__Task objective__
Out of the records below, copy all lines in which the word "rough" occurs.

__Recorded data__
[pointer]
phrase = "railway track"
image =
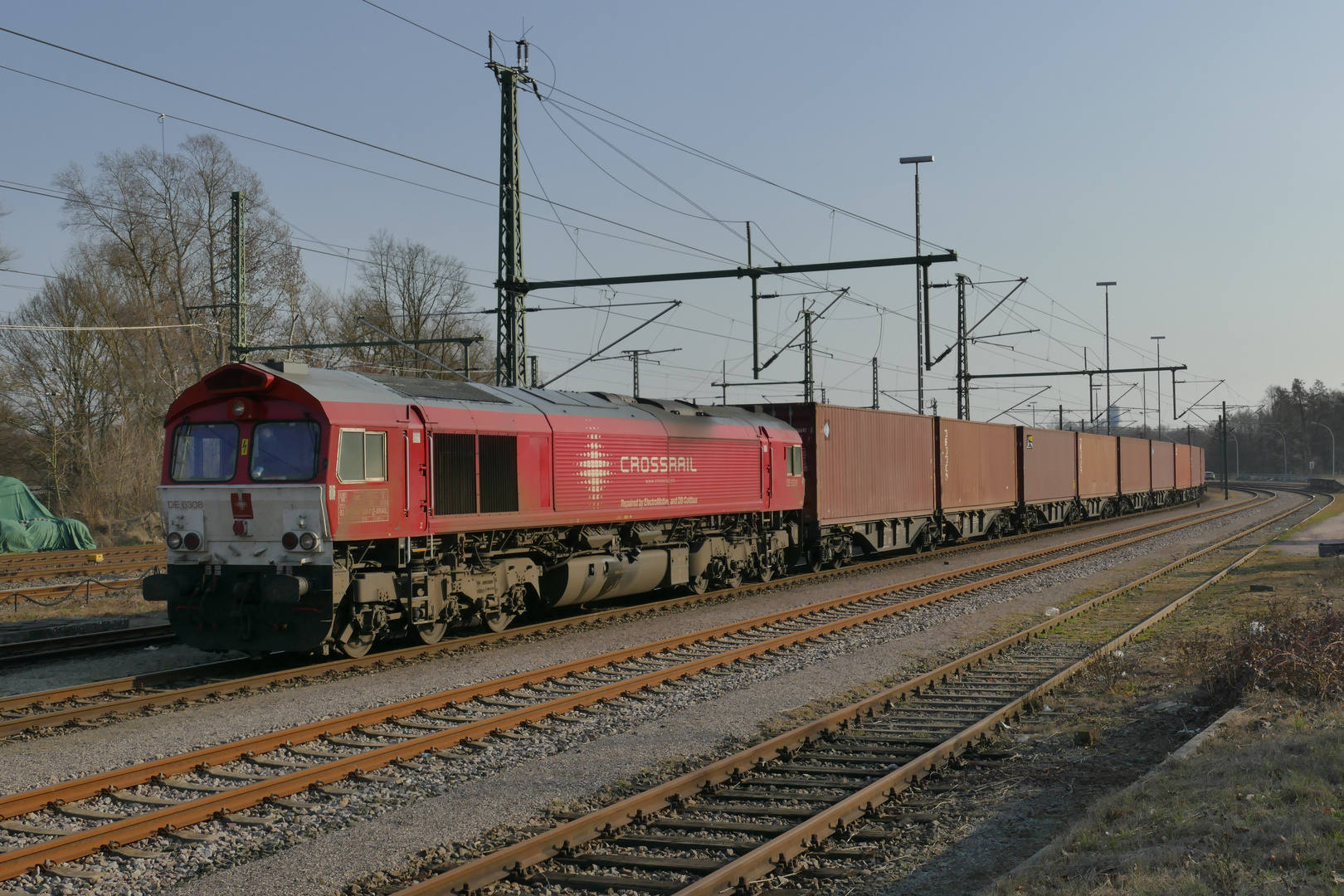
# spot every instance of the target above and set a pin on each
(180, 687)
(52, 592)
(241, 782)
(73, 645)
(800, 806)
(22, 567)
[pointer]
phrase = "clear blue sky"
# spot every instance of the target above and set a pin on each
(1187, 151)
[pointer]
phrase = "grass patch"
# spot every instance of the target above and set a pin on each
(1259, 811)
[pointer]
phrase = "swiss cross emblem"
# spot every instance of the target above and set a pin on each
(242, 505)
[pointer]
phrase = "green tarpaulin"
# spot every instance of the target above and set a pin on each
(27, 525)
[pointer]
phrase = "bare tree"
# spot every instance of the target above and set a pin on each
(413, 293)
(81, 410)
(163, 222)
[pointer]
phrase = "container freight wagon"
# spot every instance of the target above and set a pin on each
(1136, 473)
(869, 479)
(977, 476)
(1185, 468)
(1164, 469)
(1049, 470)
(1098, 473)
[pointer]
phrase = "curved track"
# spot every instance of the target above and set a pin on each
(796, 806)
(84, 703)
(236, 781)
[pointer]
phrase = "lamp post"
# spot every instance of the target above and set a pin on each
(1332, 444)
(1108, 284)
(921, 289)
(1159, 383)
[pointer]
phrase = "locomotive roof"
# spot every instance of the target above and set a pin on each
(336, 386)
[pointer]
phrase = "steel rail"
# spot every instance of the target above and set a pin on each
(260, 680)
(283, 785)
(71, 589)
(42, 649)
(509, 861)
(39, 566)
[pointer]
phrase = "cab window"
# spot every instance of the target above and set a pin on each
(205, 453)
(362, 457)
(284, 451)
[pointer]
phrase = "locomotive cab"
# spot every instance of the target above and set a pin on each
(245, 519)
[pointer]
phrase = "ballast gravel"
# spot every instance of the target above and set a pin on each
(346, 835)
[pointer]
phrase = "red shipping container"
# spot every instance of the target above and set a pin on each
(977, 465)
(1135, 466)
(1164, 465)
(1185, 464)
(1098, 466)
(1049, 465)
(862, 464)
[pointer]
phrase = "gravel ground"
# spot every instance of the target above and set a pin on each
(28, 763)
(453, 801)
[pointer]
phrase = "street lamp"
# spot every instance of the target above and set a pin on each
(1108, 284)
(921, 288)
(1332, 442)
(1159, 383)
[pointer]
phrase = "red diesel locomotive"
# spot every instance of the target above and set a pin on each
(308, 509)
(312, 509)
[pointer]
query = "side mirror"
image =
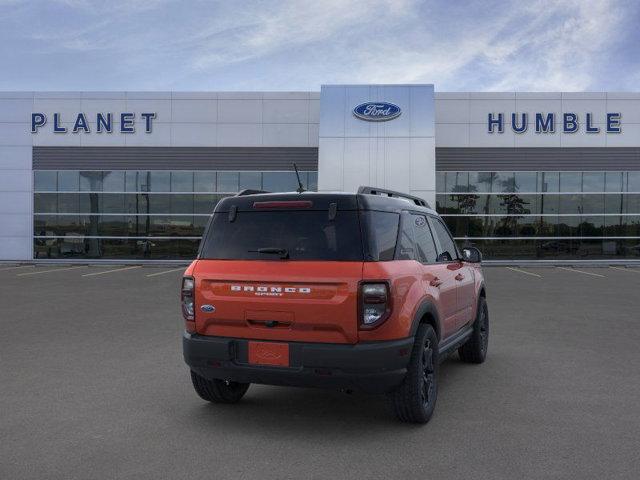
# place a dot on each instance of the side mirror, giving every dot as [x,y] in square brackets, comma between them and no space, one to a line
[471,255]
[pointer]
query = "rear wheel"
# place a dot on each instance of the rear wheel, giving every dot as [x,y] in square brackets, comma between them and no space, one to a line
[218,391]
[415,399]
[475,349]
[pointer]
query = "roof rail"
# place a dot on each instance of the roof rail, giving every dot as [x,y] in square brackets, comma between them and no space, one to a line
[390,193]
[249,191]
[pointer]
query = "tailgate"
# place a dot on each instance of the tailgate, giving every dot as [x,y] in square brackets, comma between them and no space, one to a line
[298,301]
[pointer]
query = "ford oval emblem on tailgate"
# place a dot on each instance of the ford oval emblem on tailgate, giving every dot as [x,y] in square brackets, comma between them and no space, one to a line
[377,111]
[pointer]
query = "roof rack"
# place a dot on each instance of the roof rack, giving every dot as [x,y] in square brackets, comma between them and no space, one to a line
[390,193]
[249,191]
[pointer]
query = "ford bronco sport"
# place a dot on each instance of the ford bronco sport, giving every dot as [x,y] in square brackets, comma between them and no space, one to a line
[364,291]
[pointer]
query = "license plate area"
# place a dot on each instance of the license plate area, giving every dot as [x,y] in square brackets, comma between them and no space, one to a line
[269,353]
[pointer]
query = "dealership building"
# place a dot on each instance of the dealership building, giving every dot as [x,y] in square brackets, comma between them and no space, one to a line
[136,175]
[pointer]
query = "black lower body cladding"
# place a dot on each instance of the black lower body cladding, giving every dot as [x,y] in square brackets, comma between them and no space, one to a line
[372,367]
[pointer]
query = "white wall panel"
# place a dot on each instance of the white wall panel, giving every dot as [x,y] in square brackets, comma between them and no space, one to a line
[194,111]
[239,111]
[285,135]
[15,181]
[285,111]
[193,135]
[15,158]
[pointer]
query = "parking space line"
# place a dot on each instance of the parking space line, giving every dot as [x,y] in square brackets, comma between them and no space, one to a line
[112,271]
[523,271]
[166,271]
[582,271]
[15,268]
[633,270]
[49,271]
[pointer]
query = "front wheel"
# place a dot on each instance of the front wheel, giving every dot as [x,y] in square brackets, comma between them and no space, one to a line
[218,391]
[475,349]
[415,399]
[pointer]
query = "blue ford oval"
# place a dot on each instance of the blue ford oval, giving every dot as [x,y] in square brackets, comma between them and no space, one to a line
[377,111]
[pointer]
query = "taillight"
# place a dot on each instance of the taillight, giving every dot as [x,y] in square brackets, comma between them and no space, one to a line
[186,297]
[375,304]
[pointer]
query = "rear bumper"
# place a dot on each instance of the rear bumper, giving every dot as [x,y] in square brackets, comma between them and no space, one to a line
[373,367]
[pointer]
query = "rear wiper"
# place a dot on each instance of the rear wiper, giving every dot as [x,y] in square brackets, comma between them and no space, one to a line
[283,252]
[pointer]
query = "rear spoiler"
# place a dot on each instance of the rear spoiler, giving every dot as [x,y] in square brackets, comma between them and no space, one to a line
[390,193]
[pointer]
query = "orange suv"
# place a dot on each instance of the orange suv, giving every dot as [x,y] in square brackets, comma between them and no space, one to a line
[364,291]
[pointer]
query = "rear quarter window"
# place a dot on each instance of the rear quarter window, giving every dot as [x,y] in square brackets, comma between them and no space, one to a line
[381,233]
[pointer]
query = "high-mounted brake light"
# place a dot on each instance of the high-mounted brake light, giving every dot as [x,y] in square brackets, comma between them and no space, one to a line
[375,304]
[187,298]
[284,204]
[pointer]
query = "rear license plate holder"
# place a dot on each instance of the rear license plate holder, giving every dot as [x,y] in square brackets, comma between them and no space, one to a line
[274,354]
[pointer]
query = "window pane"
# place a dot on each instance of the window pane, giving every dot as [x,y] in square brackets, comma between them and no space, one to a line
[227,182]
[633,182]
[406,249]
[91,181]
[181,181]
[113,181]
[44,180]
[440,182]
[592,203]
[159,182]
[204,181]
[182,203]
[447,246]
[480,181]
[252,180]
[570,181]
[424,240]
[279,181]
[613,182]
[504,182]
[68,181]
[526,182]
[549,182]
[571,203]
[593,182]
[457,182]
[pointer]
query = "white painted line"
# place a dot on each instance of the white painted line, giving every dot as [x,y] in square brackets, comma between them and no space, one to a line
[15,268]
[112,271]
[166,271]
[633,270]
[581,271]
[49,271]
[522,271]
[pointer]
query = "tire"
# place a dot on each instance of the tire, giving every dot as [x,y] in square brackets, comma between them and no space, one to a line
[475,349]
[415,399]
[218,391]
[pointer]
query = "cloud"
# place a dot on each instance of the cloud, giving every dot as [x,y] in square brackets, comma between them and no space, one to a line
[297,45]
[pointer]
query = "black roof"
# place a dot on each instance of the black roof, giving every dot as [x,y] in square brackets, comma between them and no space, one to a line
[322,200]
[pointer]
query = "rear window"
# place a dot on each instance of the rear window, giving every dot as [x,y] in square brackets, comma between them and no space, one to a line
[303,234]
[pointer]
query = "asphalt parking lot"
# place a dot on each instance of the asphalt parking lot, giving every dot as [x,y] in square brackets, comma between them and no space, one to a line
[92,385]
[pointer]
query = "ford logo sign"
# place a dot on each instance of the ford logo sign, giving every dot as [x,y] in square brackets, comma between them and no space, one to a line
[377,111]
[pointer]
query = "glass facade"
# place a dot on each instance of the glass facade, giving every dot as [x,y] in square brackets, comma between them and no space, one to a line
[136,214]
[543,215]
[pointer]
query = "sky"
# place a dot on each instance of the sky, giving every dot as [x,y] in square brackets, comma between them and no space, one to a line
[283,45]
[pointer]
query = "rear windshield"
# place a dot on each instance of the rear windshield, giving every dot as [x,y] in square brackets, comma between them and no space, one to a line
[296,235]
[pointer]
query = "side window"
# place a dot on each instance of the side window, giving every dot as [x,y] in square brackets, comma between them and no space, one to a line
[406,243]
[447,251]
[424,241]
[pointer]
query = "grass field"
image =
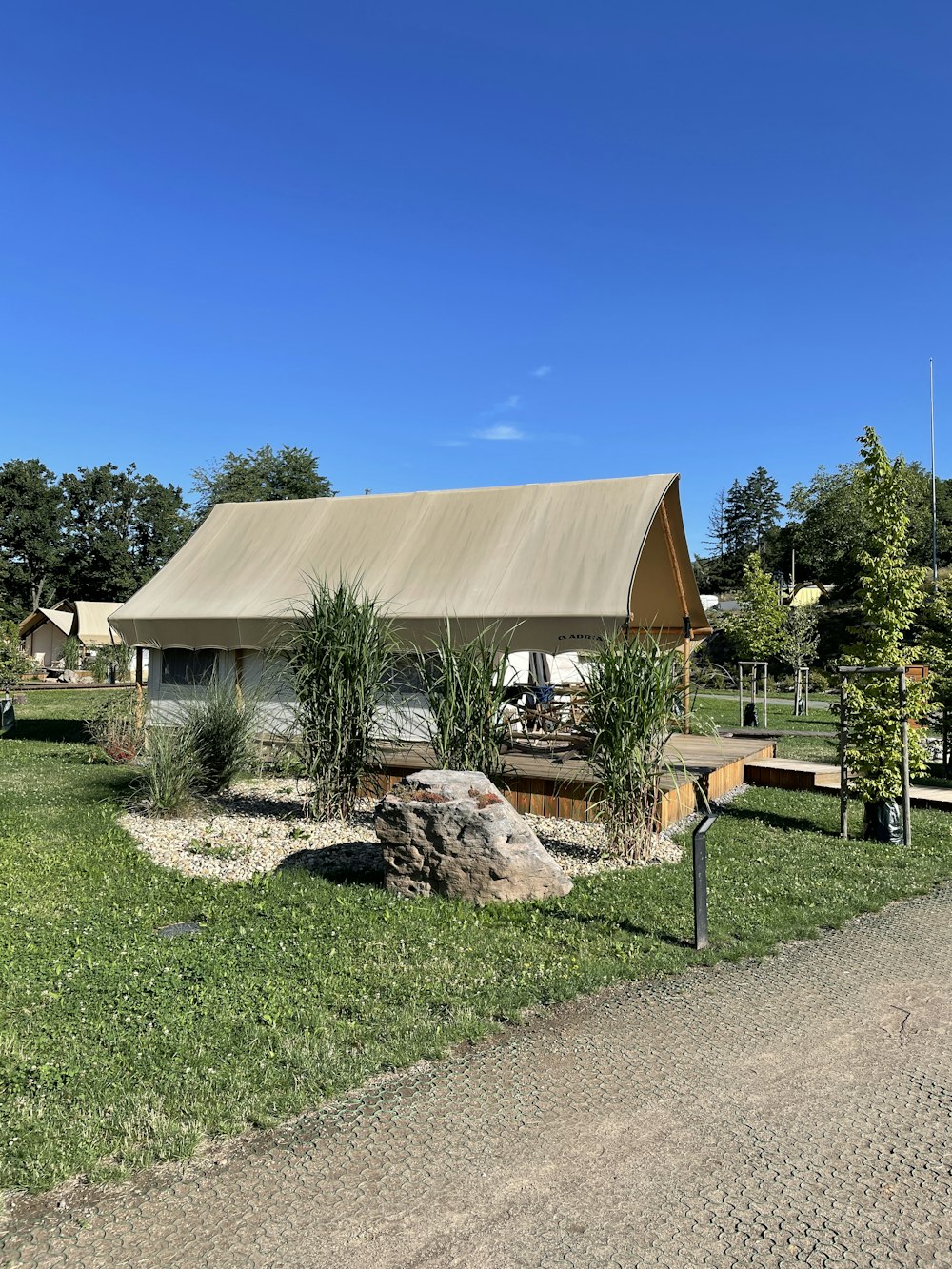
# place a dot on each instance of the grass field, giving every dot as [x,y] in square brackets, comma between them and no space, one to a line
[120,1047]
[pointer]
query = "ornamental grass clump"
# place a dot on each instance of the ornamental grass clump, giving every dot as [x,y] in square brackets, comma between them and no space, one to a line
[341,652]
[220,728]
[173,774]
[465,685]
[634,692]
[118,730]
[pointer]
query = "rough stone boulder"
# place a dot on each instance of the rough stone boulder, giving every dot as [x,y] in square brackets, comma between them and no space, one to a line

__Written answer__
query = "rough stone boulder"
# place a dot on each instance of the rough stone boulder, giving every dot as [x,y] in square brackets, comma between them and no space, one to a line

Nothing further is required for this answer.